= TASK 1 =
Rewrite the rows that run from the line containing "Every instance of the silver" through the line containing "195), (227, 135)]", replacing "silver laptop body" with "laptop casing" and changing nothing else.

═════ READING TEXT ═════

Step 1: Recall IUPAC rules for naming coordination compounds.
(i) Name cation before anion. (ii) Within complex ion, name ligands alphabetically before the metal. (iii) Anionic ligands end in "-o" (chlorido, fluorido). (iv) Neutral ligands use special names (en = ethane-1,2-diamine, water = aqua, $NH_3$ = ammine). (v) Metal oxidation state in Roman numerals. (vi) Anionic complex ions: metal name + "-ate".
Step 2: Name compound (i): $[PtCl_2(en)_2]SO_4$.
Cation: $[PtCl_2(en)_2]^{2+}$. Anion: $SO_4^{2-}$ (sulphate). Ligands: $Cl^-$ = chlorido (x2, prefix: di-); $en$ = ethane-1,2-diamine (x2, prefix for polydentate: bis-). Alphabetical: c before e, so chlorido first. Oxidation state of Pt: $x + 2(-1) + 2(0) = +2 \Rightarrow x = +4$. IUPAC name: Dichloridо bis(ethane-1,2-diamine)platinum(IV) sulphate.
Step 3: Write the name of (i) clearly.
Dichloridо bis(ethane-1,2-diamine)platinum(IV) sulphate.
Step 4: Name compound (ii): $(NH_4)_2[CoF_4]$.

═════

= TASK 2 =
Extend the worked solution on naming coordination compounds beyond its last line.

═════ RECORD EXCERPTS ═════

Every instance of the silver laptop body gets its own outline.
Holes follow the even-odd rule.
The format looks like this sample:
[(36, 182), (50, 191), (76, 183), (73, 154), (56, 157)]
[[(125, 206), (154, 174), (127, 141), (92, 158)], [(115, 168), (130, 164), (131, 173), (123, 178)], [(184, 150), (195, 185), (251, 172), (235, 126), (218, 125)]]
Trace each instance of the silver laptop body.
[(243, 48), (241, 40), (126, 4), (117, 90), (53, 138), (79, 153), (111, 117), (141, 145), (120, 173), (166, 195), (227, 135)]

═════
═════ RECORD EXCERPTS ═════

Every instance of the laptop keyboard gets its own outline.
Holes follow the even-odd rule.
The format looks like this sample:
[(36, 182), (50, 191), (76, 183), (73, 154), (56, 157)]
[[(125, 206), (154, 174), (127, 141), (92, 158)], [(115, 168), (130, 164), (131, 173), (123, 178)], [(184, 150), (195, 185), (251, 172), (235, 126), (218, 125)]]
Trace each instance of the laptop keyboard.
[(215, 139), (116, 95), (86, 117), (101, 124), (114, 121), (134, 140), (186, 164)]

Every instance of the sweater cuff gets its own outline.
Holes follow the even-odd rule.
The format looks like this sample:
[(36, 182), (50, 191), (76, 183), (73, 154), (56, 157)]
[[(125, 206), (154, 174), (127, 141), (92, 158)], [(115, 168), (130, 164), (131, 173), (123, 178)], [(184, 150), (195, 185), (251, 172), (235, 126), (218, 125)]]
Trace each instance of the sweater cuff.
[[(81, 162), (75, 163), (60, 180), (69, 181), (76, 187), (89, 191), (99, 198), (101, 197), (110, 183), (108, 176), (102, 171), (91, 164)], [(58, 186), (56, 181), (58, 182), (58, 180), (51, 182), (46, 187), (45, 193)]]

═════
═════ RECORD EXCERPTS ═════

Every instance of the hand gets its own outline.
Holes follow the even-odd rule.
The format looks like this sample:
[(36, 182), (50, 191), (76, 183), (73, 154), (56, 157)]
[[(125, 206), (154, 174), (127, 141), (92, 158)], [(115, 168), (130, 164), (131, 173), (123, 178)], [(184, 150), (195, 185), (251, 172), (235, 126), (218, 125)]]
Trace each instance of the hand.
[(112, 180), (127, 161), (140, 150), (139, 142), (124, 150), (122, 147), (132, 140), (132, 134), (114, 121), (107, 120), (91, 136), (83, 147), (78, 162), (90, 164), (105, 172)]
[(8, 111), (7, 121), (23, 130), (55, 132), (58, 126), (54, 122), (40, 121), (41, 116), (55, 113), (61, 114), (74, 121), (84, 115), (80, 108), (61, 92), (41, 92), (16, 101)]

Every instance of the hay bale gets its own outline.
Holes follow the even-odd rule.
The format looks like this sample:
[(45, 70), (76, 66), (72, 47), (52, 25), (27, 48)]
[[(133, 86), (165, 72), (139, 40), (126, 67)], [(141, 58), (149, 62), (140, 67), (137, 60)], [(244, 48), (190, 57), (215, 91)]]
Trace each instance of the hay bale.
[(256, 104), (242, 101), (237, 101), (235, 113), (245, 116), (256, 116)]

═════

= RESULT 1 =
Every instance of the laptop casing gets its own outline.
Holes follow the even-odd rule.
The format looks like this sample:
[(36, 182), (50, 191), (76, 183), (73, 154), (56, 157)]
[[(125, 206), (154, 174), (127, 141), (92, 158)], [(115, 168), (130, 164), (131, 173), (123, 178)], [(184, 150), (195, 185), (251, 172), (235, 126), (218, 125)]]
Trace each instance of the laptop casing.
[(243, 48), (241, 40), (126, 4), (117, 90), (53, 138), (79, 153), (111, 117), (141, 145), (120, 173), (166, 195), (227, 135)]

= RESULT 2 =
Cation: $NH_4^+$ (ammonium, x2). Complex anion: $[CoF_4]^{2-}$. Ligand: $F^-$ = fluorido (x4 = tetrafluorido). Oxidation state of Co: $x + 4(-1) = -2 \Rightarrow x = +2$. Complex is anionic, so metal gets "-ate": cobalt becomes cobaltate. IUPAC name: Ammonium tetrafluoridocobaltate(II).
Step 5: Verify both oxidation states.
(i) $Pt^{4+}$ + $2Cl^-$ + $2(en)^0$ gives cation charge $+4-2 = +2$. One $SO_4^{2-}$ gives $-2$. Neutral overall. (ii) $Co^{2+}$ + $4F^-$ gives anion charge $+2-4 = -2$. Two $NH_4^+$ give $+2$. Neutral overall. Both verified.
Step 6: State the final IUPAC names.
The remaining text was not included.